PASSAGE SHOWN »
We’ll look at what James says, then find ways to apply his words to our own.
Verse 1. Become not many teachers, my brothers, knowing that we will receive greater judgment.
Become shows that we grow into the ministry of teaching the word of God; this is not just a position, but a ministry. Become not could be rendered, “stop becoming many teachers,” a clear complaint that many were attempting to teach what they did not yet understand (Robertson 39). Not is placed at the beginning of the verse for emphasis (Martin 107). Probably some not qualified by natural ability or spiritual gift coveted this office and ministry (Burdick 186).
Teachers means those who teach the word of God. In the Jewish context it pointed to rabbis, those who had studied the law and its application to life and now taught others (Rienecker 385). The “teacher” in Christian context also transmitted to the faith community the growing Christian tradition: “the things you have heard me say in the presence of many witnesses entrust to reliable men who will also be qualified to teach others” (2 Tim 2:2; Moo 149).
This was a significant position of spiritual leadership (Ephesians 4:11), counting in its number Paul and Barnabas (Ac 13:1). In the early church, the office carried high status and responsibility: “Whosoever then comes and teaches you all these things aforesaid, receive him. But if the teacher himself be perverted and teach another doctrine to destroy these things, do not listen to him, but if his teaching be for the increase of righteousness and knowledge of the Lord, receive him as the Lord” (Didache 11:1-2).
Knowing is a common Pauline word used to denote a piece of agreed traditional teaching, suggesting that the heavy responsibility associated with teaching was known already to James’ readers (Martin 108). We is in the first person because James is himself a teacher of God’s word, and thus includes himself in those who are accountable for their calling.
Greater judgment in that teachers know the word and will of God and so are accountable for their knowledge. The phrase means that teachers will receive the “greater sentence” (Robertson 39) or that they are exposed to the greater danger of judgment (Moo 149-50). Adamson (139-40) speculates that this may be because God expects more of those who teach his word, or because the damage done to others by our sins is greater. The OT denounces evil speech against God (Numbers 21:5) and man (Psalm 49:20) more often than any other offense (Adamson 176). And Jesus was plain; “From everyone who has been given much, much will be demanded; and from the one who has been entrusted with much, much more will be asked” (Luke 12:48).
The problem of unfit teachers was acute in the early church, as the following references make clear (Martin 108):
•”There were also false prophets among the people, just as there will be false teachers among you. They will secretly introduce destructive heresies, even denying the sovereign Lord who bought them–bringing swift destruction on themselves” (2 Peter 2:1).

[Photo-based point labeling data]
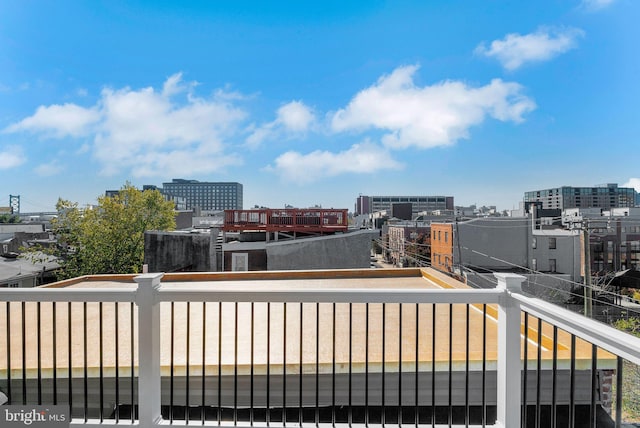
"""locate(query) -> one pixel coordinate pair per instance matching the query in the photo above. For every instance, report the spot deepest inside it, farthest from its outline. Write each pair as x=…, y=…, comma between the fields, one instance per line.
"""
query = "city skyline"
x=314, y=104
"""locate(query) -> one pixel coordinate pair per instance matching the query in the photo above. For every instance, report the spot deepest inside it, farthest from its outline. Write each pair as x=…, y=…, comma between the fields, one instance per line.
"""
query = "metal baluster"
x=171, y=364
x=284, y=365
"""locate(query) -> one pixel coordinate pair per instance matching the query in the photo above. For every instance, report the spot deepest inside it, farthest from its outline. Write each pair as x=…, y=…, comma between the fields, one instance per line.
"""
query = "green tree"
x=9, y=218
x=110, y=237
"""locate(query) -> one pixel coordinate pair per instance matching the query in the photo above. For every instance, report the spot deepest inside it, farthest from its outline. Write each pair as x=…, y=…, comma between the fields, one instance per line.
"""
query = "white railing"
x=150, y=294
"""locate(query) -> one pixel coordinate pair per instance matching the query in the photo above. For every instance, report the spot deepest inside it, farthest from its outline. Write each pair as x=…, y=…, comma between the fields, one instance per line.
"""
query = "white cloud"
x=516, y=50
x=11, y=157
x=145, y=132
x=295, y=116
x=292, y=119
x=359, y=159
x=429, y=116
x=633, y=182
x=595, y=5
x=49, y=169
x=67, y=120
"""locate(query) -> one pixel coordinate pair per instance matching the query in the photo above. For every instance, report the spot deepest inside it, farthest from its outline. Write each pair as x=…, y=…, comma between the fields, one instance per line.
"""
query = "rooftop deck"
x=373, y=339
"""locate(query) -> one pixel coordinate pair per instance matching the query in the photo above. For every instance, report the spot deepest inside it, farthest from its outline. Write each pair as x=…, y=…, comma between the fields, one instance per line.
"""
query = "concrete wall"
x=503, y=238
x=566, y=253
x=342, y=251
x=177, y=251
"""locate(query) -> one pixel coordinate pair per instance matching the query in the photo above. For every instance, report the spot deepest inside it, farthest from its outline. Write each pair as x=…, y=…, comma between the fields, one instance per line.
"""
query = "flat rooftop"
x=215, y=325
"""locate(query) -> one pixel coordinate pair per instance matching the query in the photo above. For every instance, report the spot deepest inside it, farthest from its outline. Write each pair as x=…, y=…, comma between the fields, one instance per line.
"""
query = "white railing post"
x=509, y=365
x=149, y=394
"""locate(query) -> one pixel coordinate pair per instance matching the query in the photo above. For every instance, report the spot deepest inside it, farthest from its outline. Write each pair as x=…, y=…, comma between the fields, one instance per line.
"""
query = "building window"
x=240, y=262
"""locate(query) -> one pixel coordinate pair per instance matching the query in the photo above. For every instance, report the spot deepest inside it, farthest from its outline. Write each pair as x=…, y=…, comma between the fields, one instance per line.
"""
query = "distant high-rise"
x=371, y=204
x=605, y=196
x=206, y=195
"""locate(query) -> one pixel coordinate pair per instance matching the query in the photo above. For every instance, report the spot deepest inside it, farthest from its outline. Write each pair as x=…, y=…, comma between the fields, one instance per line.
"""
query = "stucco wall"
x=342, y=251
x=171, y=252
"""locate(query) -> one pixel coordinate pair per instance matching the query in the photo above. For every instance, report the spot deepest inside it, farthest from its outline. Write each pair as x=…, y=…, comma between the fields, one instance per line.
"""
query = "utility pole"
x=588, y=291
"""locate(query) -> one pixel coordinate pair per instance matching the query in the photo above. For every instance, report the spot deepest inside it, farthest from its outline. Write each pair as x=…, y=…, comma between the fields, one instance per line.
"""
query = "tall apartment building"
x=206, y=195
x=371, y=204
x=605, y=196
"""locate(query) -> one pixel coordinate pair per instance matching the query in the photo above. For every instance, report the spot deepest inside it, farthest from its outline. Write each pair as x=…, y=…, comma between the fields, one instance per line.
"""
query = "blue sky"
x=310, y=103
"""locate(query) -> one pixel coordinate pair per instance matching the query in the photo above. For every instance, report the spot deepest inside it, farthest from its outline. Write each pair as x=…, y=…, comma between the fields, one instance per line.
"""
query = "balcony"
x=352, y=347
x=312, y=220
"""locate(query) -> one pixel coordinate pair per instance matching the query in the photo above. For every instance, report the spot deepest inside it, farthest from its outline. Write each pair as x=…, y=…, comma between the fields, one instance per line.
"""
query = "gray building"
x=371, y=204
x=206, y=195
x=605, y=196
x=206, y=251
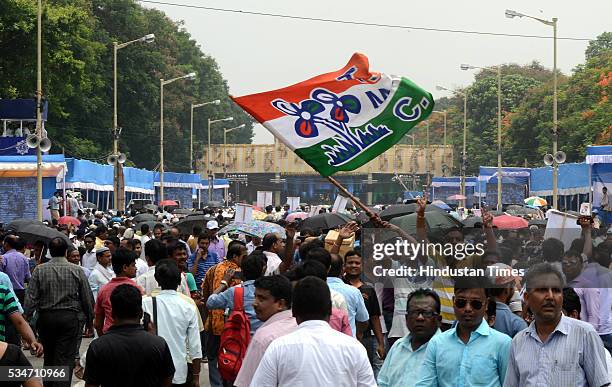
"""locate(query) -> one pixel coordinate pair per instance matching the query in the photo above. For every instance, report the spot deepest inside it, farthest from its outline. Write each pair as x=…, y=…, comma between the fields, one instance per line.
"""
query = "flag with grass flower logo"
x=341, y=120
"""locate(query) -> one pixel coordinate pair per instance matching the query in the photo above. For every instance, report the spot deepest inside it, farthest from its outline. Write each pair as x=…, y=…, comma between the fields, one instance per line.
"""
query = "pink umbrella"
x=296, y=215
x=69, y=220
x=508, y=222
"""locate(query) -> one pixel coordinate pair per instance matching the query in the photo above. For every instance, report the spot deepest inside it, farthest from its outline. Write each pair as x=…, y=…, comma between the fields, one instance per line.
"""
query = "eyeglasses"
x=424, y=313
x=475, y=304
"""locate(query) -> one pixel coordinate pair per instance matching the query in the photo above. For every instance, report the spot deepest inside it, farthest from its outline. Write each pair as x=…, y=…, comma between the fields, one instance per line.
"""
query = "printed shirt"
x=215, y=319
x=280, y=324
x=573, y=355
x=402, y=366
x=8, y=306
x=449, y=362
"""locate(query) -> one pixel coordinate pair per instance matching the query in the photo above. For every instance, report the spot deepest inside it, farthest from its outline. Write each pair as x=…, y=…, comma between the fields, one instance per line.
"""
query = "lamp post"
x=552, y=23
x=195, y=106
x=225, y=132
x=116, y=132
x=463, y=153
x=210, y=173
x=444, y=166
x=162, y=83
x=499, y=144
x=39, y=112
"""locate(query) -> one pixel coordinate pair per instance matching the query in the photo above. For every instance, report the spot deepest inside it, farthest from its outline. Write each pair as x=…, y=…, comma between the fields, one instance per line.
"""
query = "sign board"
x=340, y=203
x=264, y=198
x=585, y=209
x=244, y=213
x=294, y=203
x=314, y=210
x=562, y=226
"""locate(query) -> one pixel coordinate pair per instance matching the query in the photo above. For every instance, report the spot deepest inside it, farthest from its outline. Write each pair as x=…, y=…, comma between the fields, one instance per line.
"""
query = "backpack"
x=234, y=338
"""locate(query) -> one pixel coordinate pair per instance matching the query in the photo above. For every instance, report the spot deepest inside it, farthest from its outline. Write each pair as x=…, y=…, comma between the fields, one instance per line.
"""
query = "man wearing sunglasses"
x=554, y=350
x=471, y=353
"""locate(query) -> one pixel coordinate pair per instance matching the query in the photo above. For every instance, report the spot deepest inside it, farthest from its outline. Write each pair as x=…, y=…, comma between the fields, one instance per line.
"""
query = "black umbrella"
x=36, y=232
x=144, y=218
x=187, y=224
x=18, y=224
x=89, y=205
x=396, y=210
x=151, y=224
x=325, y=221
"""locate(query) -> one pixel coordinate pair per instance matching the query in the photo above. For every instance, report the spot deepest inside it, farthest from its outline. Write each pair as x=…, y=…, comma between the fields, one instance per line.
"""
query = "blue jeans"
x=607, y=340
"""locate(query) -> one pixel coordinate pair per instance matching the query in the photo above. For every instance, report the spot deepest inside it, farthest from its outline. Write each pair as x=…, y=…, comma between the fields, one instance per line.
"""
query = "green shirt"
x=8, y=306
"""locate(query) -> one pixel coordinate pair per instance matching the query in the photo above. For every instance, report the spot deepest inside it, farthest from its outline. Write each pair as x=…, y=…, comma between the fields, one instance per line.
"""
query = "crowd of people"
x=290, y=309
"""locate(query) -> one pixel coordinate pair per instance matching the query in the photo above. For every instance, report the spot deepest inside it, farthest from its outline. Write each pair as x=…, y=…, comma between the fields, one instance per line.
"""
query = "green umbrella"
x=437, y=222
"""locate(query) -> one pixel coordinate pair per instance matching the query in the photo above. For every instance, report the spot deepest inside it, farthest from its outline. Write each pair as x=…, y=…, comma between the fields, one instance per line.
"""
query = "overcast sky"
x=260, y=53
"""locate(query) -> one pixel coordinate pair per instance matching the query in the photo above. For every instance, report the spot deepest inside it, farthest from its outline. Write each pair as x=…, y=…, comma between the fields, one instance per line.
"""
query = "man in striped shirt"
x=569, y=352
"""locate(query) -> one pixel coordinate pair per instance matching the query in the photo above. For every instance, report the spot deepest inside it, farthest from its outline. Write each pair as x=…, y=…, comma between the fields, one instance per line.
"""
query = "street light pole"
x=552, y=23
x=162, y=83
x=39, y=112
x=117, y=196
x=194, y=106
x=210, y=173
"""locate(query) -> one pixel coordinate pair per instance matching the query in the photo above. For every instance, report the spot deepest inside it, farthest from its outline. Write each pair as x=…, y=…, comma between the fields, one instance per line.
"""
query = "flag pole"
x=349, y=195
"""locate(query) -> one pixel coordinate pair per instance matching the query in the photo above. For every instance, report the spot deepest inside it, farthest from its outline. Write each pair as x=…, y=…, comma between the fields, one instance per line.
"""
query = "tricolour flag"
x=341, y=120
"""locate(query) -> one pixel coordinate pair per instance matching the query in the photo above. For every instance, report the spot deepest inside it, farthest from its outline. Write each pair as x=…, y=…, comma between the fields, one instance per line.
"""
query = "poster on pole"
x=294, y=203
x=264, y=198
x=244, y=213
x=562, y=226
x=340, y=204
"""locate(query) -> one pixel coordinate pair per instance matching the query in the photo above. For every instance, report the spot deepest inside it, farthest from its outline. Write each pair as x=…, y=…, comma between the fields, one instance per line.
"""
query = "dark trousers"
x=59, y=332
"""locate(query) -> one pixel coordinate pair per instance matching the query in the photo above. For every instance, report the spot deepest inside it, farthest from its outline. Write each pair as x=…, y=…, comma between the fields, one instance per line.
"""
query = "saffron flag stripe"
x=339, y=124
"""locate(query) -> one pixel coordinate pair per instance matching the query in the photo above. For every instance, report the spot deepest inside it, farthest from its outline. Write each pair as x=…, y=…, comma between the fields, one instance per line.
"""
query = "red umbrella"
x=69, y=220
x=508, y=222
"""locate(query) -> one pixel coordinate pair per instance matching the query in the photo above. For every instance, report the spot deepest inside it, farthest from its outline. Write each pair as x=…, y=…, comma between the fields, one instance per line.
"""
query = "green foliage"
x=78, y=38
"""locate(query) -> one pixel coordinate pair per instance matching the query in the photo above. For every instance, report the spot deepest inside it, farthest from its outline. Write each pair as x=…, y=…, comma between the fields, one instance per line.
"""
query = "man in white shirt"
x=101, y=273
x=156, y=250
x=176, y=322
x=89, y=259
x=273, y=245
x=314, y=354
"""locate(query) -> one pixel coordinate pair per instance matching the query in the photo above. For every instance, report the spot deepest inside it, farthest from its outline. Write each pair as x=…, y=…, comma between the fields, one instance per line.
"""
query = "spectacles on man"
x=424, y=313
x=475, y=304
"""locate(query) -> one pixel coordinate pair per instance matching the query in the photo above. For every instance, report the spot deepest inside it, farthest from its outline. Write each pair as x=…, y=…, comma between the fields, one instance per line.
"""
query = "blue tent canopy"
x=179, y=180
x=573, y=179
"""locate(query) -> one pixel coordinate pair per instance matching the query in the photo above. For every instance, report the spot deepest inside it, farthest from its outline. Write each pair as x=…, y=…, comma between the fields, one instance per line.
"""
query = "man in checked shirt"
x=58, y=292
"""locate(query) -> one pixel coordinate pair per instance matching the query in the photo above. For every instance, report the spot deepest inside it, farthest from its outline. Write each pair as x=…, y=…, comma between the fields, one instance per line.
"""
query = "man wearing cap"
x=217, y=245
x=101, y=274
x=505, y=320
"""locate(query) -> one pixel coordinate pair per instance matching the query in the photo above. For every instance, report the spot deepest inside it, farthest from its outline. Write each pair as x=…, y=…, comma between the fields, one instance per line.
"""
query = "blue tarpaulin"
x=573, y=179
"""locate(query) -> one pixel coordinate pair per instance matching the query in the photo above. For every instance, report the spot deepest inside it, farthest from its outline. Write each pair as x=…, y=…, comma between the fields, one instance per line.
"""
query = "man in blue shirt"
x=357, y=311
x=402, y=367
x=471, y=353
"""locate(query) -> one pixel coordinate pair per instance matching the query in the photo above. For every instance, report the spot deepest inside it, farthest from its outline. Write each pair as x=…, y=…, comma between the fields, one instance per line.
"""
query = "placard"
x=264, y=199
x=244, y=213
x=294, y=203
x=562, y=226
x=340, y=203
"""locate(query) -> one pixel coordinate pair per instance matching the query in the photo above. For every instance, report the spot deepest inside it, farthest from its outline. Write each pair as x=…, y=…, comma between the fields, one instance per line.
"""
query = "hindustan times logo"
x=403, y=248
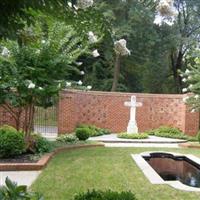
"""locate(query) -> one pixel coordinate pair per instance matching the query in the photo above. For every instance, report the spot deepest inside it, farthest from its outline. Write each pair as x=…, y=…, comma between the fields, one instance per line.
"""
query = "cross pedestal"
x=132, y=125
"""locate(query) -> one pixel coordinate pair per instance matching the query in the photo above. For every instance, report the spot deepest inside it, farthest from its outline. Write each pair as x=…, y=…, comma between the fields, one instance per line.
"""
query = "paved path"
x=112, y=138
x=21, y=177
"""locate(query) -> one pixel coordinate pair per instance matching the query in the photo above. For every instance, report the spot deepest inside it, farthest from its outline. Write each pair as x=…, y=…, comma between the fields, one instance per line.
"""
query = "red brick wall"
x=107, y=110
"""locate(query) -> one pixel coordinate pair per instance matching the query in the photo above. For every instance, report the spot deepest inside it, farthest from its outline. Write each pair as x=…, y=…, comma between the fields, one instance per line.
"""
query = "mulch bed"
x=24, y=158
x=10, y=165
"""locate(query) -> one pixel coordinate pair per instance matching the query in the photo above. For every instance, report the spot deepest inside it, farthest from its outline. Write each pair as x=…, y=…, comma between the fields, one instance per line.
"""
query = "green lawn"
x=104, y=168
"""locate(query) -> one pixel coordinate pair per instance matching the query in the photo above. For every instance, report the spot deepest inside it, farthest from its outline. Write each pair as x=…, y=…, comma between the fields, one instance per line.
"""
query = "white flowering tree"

WORK REQUIRED »
In the commentary on James's warning to teachers, why is "we" in the first person?

CORRECT RESPONSE »
James is himself a teacher of God's word, so he includes himself among those accountable for their calling.